=== Section Start ===

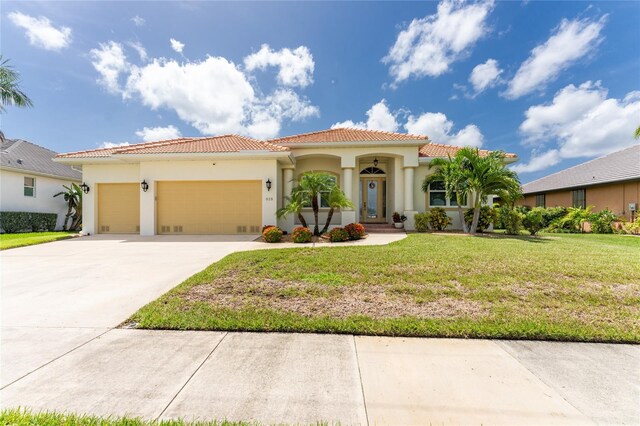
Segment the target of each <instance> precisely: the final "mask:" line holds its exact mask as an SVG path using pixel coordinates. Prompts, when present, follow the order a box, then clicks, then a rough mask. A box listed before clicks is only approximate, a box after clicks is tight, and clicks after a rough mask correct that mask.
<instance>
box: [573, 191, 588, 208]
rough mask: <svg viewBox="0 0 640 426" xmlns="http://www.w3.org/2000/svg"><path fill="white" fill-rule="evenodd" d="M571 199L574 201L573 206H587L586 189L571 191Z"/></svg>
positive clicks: (584, 206) (573, 201)
mask: <svg viewBox="0 0 640 426" xmlns="http://www.w3.org/2000/svg"><path fill="white" fill-rule="evenodd" d="M571 200H572V202H573V207H582V208H583V209H584V208H586V207H587V194H586V190H584V189H576V190H575V191H571Z"/></svg>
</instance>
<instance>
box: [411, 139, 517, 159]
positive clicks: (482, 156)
mask: <svg viewBox="0 0 640 426" xmlns="http://www.w3.org/2000/svg"><path fill="white" fill-rule="evenodd" d="M461 149H462V147H460V146H453V145H445V144H442V143H432V142H430V143H428V144H426V145H423V146H421V147H420V151H419V154H420V157H446V156H448V155H451V156H452V157H453V156H454V155H456V153H457V152H458V151H460V150H461ZM478 152H479V153H480V156H481V157H485V156H487V155H489V153H490V152H491V151H488V150H486V149H480V150H478ZM505 157H507V158H516V157H517V155H516V154H511V153H505Z"/></svg>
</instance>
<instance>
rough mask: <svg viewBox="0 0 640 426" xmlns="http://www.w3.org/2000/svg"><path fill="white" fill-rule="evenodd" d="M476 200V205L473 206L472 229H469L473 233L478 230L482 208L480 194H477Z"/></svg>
mask: <svg viewBox="0 0 640 426" xmlns="http://www.w3.org/2000/svg"><path fill="white" fill-rule="evenodd" d="M475 198H476V202H475V207H474V208H473V221H472V222H471V230H470V231H469V232H470V233H471V234H475V233H476V232H477V230H478V219H480V208H481V207H482V198H481V197H480V195H478V194H476V195H475Z"/></svg>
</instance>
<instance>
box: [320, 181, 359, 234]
mask: <svg viewBox="0 0 640 426" xmlns="http://www.w3.org/2000/svg"><path fill="white" fill-rule="evenodd" d="M325 201H326V203H327V205H328V206H329V213H327V222H326V223H325V224H324V228H322V231H320V234H324V233H325V232H327V230H328V229H329V225H331V219H332V218H333V212H334V211H335V209H341V208H346V207H353V203H352V202H351V200H350V199H348V198H347V196H346V195H345V193H344V192H342V190H341V189H340V187H338V185H334V187H333V189H331V191H330V192H329V193H328V194H327V195H326V199H325Z"/></svg>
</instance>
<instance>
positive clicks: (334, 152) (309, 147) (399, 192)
mask: <svg viewBox="0 0 640 426" xmlns="http://www.w3.org/2000/svg"><path fill="white" fill-rule="evenodd" d="M459 149H460V148H458V147H453V146H449V145H440V144H435V143H430V142H429V141H428V140H427V137H426V136H415V135H408V134H404V133H390V132H382V131H371V130H359V129H331V130H324V131H320V132H313V133H306V134H301V135H295V136H290V137H284V138H278V139H272V140H269V141H260V140H255V139H251V138H247V137H243V136H236V135H225V136H217V137H199V138H180V139H173V140H168V141H160V142H147V143H142V144H138V145H130V146H123V147H117V148H105V149H94V150H90V151H81V152H75V153H68V154H60V155H58V156H57V158H56V161H59V162H62V163H65V164H69V165H81V166H82V169H83V178H84V182H85V183H86V184H87V185H88V186H89V192H88V194H87V195H85V198H84V207H83V209H84V210H83V212H84V216H83V229H84V231H85V232H88V233H140V234H142V235H155V234H235V233H259V232H260V231H261V228H262V226H264V225H275V224H277V225H278V226H280V227H281V228H283V229H284V230H287V231H291V230H292V229H293V227H295V226H296V225H297V218H295V217H294V215H291V216H288V217H287V218H286V219H280V220H278V218H277V217H276V211H277V210H278V208H280V207H282V206H283V204H284V203H286V199H285V196H286V195H289V194H290V193H291V189H292V187H293V186H294V185H295V182H296V181H297V180H298V178H299V177H300V176H301V175H302V174H303V173H305V172H309V171H322V172H326V173H329V174H331V175H332V176H334V178H335V180H336V182H337V183H338V185H339V186H340V188H341V189H342V190H343V191H344V193H345V194H346V195H347V197H348V198H350V199H351V200H352V201H353V203H354V206H355V208H354V209H342V211H339V212H336V213H335V214H334V216H333V220H332V226H344V225H346V224H348V223H351V222H363V223H391V222H392V220H391V216H392V214H393V212H394V211H398V212H401V213H404V214H405V215H406V216H407V217H408V219H409V220H408V221H407V222H406V223H405V227H406V228H407V229H413V216H414V215H415V213H417V212H423V211H425V210H429V209H430V208H431V207H434V206H441V207H444V208H446V209H447V210H448V211H449V212H450V215H451V217H452V219H453V220H454V227H457V228H459V227H460V223H458V222H459V220H458V215H457V214H456V211H455V205H454V204H455V201H453V203H452V201H451V200H447V199H446V197H445V195H444V191H443V190H441V189H440V188H439V187H438V185H437V184H436V185H434V186H433V190H431V191H429V192H428V193H427V194H425V193H424V192H422V189H421V183H422V181H423V179H424V177H425V176H426V175H427V174H430V173H433V170H430V169H429V167H428V165H429V162H430V161H431V159H433V158H435V157H446V156H447V155H449V154H455V152H456V151H457V150H459ZM487 153H488V151H481V154H483V155H486V154H487ZM507 160H508V162H512V161H515V160H516V156H515V155H514V154H508V158H507ZM142 183H144V184H145V185H144V186H145V187H146V185H148V188H147V190H146V191H145V190H142V189H141V188H142V187H143V185H142ZM327 211H328V208H326V207H325V206H322V208H321V210H320V220H321V221H322V223H324V220H326V215H327ZM304 216H305V219H306V220H307V222H308V223H313V220H312V219H313V218H312V214H311V209H310V208H309V209H307V210H306V211H305V212H304Z"/></svg>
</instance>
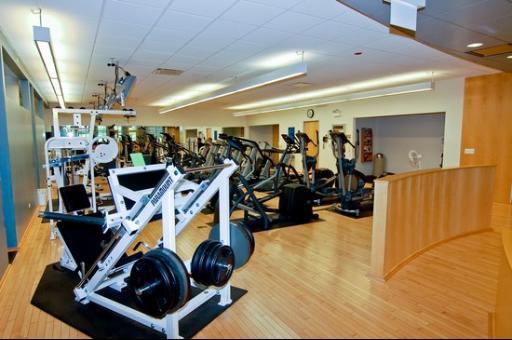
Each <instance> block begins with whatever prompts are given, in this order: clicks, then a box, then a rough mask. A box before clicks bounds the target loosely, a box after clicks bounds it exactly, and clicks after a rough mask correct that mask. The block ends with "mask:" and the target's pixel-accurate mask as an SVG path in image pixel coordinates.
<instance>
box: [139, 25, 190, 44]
mask: <svg viewBox="0 0 512 340" xmlns="http://www.w3.org/2000/svg"><path fill="white" fill-rule="evenodd" d="M194 36H195V33H194V32H191V31H183V30H177V29H165V28H156V27H155V28H153V29H152V30H151V32H150V33H149V34H148V36H147V37H146V40H151V41H169V40H177V41H188V40H190V39H192V38H193V37H194Z"/></svg>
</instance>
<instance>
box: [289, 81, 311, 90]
mask: <svg viewBox="0 0 512 340" xmlns="http://www.w3.org/2000/svg"><path fill="white" fill-rule="evenodd" d="M311 85H313V84H311V83H306V82H302V81H299V82H297V83H293V84H292V85H291V86H293V87H298V88H301V87H310V86H311Z"/></svg>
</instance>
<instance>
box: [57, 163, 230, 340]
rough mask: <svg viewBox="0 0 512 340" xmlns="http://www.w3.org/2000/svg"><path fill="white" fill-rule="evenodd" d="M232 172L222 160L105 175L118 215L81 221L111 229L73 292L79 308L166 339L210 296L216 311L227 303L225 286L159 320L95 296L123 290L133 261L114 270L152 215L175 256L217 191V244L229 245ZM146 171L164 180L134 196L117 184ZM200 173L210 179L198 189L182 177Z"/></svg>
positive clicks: (175, 336) (120, 304)
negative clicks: (193, 166) (209, 174)
mask: <svg viewBox="0 0 512 340" xmlns="http://www.w3.org/2000/svg"><path fill="white" fill-rule="evenodd" d="M237 168H238V166H237V165H236V163H235V162H233V161H231V160H225V161H224V164H222V165H217V166H211V167H200V168H193V169H187V170H183V169H179V168H178V167H176V166H174V165H172V164H171V165H154V166H145V167H133V168H123V169H113V170H110V176H109V181H110V184H111V190H112V193H113V197H114V201H115V202H116V206H117V207H118V211H117V213H115V214H111V215H107V216H106V217H105V219H104V220H101V219H100V221H99V220H98V218H94V217H92V218H89V217H81V218H82V219H83V220H84V221H86V220H87V219H90V222H91V223H103V224H104V228H105V231H106V230H111V231H112V232H113V233H114V237H113V238H112V241H111V242H110V243H109V244H108V245H107V246H106V247H105V250H104V251H103V253H102V254H101V255H100V256H99V258H98V259H97V260H96V262H95V263H94V264H93V265H92V266H91V268H90V269H89V270H88V272H87V273H85V275H83V277H82V279H81V281H80V283H79V284H78V285H77V286H76V287H75V289H74V294H75V299H76V300H77V301H79V302H80V303H82V304H88V303H95V304H98V305H100V306H102V307H104V308H107V309H109V310H111V311H113V312H115V313H117V314H120V315H123V316H125V317H127V318H129V319H132V320H134V321H136V322H138V323H141V324H143V325H146V326H148V327H150V328H152V329H154V330H156V331H159V332H161V333H163V334H165V335H166V337H167V338H179V323H178V322H179V321H180V320H181V319H183V318H184V317H185V316H187V315H188V314H190V313H191V312H192V311H194V310H195V309H197V308H198V307H199V306H201V305H202V304H203V303H205V302H206V301H208V300H209V299H210V298H212V297H213V296H215V295H220V302H219V305H221V306H226V305H229V304H231V303H232V300H231V285H230V282H228V283H227V284H226V285H224V286H223V287H220V288H217V287H208V288H207V289H205V290H203V291H202V293H201V294H198V295H196V296H195V297H193V298H192V299H190V300H189V301H188V302H187V303H186V304H185V305H184V306H183V307H182V308H181V309H179V310H177V311H176V312H174V313H170V314H167V315H166V316H165V317H163V318H161V319H158V318H155V317H152V316H150V315H147V314H145V313H143V312H141V311H139V310H137V309H134V308H132V307H129V306H126V305H124V304H121V303H119V302H117V301H114V300H112V299H110V298H107V297H105V296H103V295H101V294H100V293H99V292H100V291H101V290H102V289H104V288H107V287H110V288H113V289H115V290H116V291H121V290H122V289H123V288H125V287H127V285H128V284H127V283H126V280H125V279H127V278H128V277H129V275H130V271H131V267H132V266H133V264H134V263H135V261H132V262H129V263H126V264H123V265H120V266H118V267H116V265H117V263H118V262H119V260H120V259H121V257H122V256H123V255H124V254H125V252H126V250H127V249H128V248H129V247H130V245H131V244H132V243H133V242H134V241H135V240H136V238H137V236H138V235H139V234H140V233H141V232H142V230H143V229H144V228H145V226H146V225H147V224H148V223H149V222H150V221H151V219H152V218H153V217H154V215H155V214H157V213H160V212H161V214H162V229H163V230H162V231H163V237H162V240H161V241H160V244H159V245H160V246H162V247H164V248H167V249H169V250H171V251H173V252H176V236H177V235H179V233H180V232H181V231H182V230H183V229H184V228H185V227H186V226H187V225H188V224H189V223H190V221H191V220H192V219H193V218H194V217H195V216H196V215H197V214H198V213H199V212H200V211H201V210H202V209H203V208H204V206H205V205H206V204H207V202H208V201H209V200H210V199H211V198H212V197H213V195H214V194H215V193H217V192H218V193H219V203H220V206H221V213H220V241H221V243H222V244H224V245H230V222H229V178H230V177H231V175H232V174H233V173H234V172H235V171H236V170H237ZM150 170H163V172H164V175H163V176H162V178H161V179H160V181H159V182H158V184H157V185H156V187H155V188H153V189H146V190H142V191H139V192H136V191H132V190H129V189H128V188H126V187H123V186H121V185H120V184H119V176H120V175H124V174H137V173H142V172H147V171H150ZM205 171H208V172H211V175H210V177H209V178H208V179H207V180H203V181H202V182H201V183H199V184H197V183H194V182H191V181H189V180H187V179H186V178H185V177H186V175H187V174H189V173H193V172H205ZM126 198H127V199H130V200H133V201H134V202H135V204H134V205H133V206H132V207H131V208H130V209H127V208H126V205H125V199H126ZM123 206H124V208H123ZM52 216H53V217H54V218H55V219H60V220H62V221H65V220H66V219H67V217H66V216H70V215H65V214H56V213H53V215H52ZM48 217H49V216H48ZM72 218H77V216H72V215H71V216H70V217H69V219H72ZM185 265H186V267H187V270H188V271H189V272H190V260H188V261H185ZM191 284H192V286H196V287H197V285H195V284H194V282H191ZM199 288H200V287H199Z"/></svg>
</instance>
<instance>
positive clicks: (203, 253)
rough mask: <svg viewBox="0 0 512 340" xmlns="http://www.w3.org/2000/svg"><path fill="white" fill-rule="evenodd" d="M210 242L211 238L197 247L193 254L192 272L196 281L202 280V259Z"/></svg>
mask: <svg viewBox="0 0 512 340" xmlns="http://www.w3.org/2000/svg"><path fill="white" fill-rule="evenodd" d="M209 243H210V240H206V241H203V242H201V244H200V245H199V246H198V247H197V248H196V250H195V252H194V255H193V256H192V261H191V262H190V273H191V274H192V278H193V279H194V281H196V282H197V283H200V281H201V273H202V272H201V261H202V257H203V255H204V249H205V248H206V246H208V244H209Z"/></svg>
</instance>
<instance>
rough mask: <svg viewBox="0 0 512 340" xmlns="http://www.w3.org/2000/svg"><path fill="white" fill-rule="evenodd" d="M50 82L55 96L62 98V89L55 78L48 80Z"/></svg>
mask: <svg viewBox="0 0 512 340" xmlns="http://www.w3.org/2000/svg"><path fill="white" fill-rule="evenodd" d="M50 81H51V82H52V86H53V90H54V91H55V94H56V95H57V96H62V89H61V88H60V83H59V80H58V79H57V78H50Z"/></svg>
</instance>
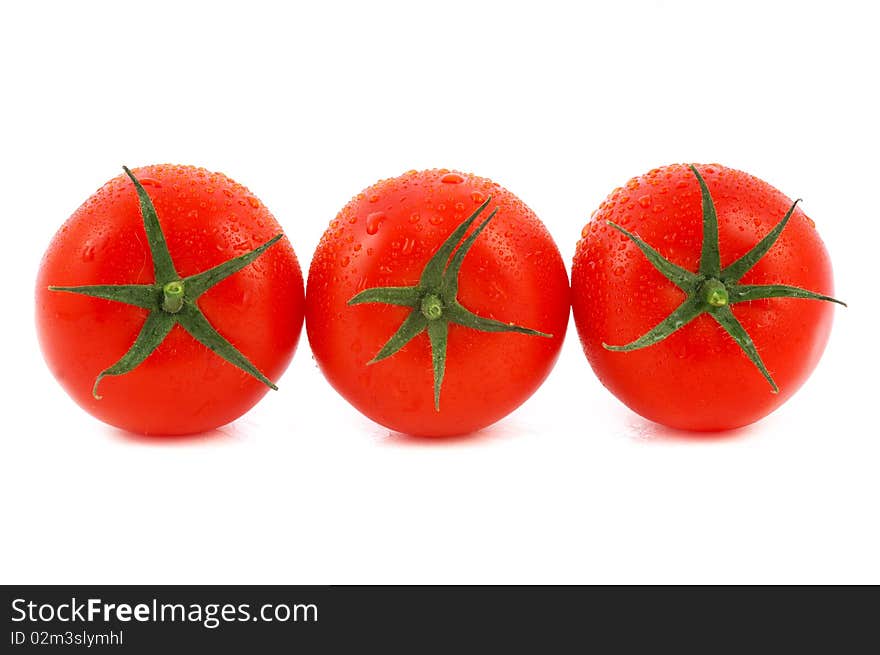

=== Section End ===

WORK ITEM:
A line belongs in the answer if it contains the word "before"; please copy each such line from the material.

PROBLEM SOLUTION:
Segment the target of each <instance> precisely: the final "mask:" line holds its exact mask as an SVG path using pixel coordinates. Prompts, when present, follow the order a box, then clicks, then a rough mask. A box listed before clicks is only approximate, a box after clicks is tight, and clicks after a rough mask correct that mask.
Each <instance> block begins with whatever prompts are given, in this order: clicks, then a box, then a rough mask. A box before clicks bounds the target loosely, a box after clicks bounds it exactly, and clicks after a rough mask correct that mask. The block ends with "mask:" and the target's pixel-accurate mask as an SVG path in image pixel coordinates.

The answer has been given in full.